A series of records:
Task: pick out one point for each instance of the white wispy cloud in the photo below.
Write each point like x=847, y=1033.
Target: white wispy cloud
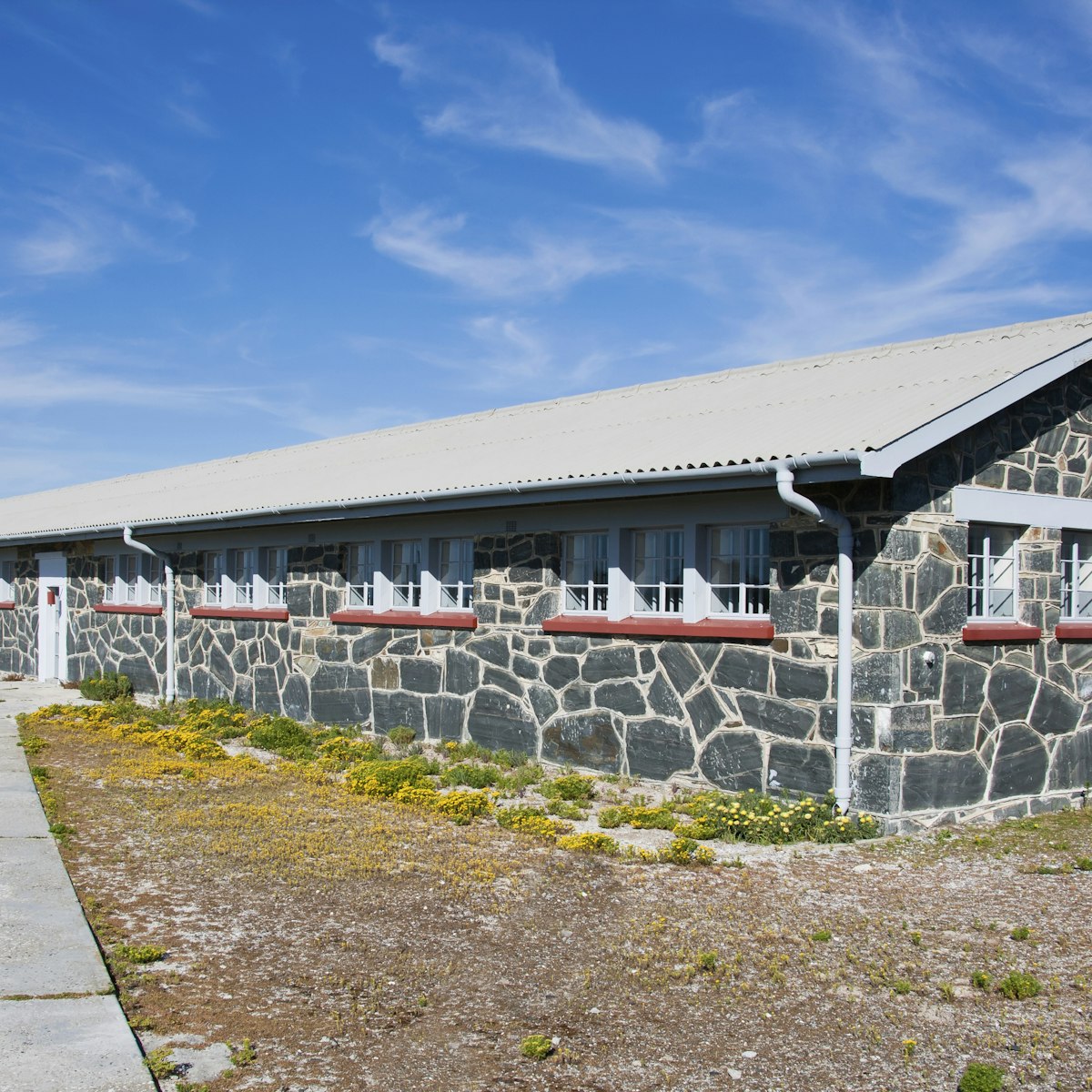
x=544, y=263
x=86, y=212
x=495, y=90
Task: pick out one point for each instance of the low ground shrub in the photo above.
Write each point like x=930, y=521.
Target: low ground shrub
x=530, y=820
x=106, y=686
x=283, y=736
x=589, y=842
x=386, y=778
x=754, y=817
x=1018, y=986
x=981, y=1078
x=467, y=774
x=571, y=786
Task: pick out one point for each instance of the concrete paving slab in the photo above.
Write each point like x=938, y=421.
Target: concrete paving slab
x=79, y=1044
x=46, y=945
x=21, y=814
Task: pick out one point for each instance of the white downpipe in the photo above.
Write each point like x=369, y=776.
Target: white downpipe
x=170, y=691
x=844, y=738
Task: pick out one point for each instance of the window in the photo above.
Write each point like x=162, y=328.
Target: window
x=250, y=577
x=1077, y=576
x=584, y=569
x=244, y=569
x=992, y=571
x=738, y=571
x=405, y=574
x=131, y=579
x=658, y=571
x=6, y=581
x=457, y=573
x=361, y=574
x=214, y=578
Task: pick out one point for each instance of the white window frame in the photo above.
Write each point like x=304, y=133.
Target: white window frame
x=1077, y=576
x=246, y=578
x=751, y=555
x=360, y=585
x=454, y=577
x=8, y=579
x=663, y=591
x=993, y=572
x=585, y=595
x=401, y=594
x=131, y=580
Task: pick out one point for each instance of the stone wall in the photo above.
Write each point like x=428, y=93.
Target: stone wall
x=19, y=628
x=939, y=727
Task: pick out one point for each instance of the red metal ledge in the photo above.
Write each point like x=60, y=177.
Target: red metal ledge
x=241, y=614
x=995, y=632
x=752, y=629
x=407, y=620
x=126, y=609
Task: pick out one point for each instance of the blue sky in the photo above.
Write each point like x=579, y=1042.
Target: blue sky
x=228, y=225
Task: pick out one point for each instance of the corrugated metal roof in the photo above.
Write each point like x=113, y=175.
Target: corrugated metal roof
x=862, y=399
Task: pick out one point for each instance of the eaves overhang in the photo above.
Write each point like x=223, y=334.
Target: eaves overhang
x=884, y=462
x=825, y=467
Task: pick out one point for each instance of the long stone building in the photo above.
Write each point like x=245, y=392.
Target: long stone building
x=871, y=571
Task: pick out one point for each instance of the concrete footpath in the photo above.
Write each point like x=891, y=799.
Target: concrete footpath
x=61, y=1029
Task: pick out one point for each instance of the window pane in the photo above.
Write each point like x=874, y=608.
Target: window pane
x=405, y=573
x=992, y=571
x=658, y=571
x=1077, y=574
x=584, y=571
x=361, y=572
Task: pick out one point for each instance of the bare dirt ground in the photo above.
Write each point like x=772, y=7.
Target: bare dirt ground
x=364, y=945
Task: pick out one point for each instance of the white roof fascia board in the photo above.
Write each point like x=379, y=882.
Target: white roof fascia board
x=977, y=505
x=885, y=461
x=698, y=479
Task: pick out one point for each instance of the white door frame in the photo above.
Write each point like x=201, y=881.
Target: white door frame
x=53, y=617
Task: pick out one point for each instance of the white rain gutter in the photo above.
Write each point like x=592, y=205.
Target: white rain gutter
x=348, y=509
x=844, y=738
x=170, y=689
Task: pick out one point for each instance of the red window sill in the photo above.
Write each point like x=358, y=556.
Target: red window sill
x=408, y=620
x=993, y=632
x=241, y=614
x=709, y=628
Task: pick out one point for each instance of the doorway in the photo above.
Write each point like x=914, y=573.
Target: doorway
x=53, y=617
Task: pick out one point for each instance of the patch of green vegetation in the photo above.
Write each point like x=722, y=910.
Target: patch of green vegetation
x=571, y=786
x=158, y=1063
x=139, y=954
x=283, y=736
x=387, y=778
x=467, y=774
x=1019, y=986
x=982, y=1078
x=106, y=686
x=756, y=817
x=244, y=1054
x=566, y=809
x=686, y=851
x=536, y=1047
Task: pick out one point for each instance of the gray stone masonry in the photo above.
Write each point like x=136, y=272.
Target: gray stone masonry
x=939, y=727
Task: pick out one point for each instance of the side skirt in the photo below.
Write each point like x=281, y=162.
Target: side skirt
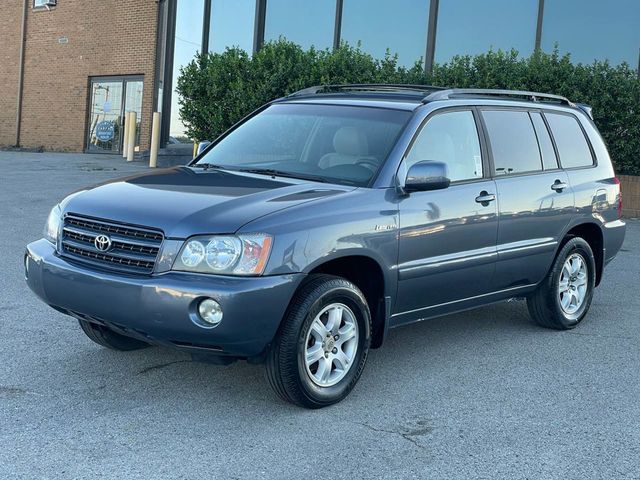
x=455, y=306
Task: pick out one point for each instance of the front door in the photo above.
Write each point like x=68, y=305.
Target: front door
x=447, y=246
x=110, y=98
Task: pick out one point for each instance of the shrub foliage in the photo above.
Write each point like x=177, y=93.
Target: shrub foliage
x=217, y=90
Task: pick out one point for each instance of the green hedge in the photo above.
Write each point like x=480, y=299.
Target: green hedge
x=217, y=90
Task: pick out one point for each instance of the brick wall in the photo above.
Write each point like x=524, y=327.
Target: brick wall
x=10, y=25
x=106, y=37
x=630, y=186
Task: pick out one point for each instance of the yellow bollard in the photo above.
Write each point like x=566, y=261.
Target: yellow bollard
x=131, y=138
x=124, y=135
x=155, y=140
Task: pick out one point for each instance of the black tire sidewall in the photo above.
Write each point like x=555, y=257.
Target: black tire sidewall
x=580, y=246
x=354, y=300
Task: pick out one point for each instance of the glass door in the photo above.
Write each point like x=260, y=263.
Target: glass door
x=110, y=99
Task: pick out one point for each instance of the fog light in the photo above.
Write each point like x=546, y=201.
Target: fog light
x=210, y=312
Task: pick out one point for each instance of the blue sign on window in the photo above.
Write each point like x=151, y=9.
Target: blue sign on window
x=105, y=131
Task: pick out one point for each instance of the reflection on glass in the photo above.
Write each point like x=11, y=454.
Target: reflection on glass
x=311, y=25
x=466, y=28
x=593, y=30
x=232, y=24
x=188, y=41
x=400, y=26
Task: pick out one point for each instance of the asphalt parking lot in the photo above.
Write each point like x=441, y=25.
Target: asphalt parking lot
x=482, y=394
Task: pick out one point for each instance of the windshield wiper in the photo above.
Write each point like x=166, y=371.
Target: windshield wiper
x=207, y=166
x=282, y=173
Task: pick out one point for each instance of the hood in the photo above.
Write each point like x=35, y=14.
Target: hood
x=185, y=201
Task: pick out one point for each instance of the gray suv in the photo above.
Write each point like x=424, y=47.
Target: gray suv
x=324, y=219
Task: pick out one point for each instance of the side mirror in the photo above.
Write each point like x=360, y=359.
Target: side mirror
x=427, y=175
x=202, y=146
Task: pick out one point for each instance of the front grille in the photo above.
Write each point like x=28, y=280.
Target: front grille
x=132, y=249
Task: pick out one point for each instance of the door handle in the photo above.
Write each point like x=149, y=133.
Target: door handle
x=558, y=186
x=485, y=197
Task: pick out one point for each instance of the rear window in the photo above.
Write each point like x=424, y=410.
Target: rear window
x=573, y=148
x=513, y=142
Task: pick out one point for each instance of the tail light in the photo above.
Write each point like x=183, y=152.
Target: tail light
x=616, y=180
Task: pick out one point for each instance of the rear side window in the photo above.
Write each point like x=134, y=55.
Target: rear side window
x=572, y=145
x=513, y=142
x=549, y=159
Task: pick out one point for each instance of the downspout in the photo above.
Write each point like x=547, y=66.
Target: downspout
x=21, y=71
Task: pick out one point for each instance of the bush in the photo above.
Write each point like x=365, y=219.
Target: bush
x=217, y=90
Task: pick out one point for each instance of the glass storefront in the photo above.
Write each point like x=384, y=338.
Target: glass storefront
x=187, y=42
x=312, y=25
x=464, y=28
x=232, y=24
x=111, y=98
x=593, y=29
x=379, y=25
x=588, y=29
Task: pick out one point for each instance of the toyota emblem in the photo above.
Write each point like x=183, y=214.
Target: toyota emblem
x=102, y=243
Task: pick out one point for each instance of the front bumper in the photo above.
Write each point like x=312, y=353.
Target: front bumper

* **Set exercise**
Rewrite the material from its first line through the line containing "x=495, y=90", switching "wispy" to "feathery" and keeping everything else the same. Leave the pictures out.

* **Worked solution**
Task: pick out one point for each instance of the white feathery cloud in the photo below.
Write each point like x=847, y=1033.
Target: white feathery cloud
x=544, y=263
x=86, y=212
x=495, y=90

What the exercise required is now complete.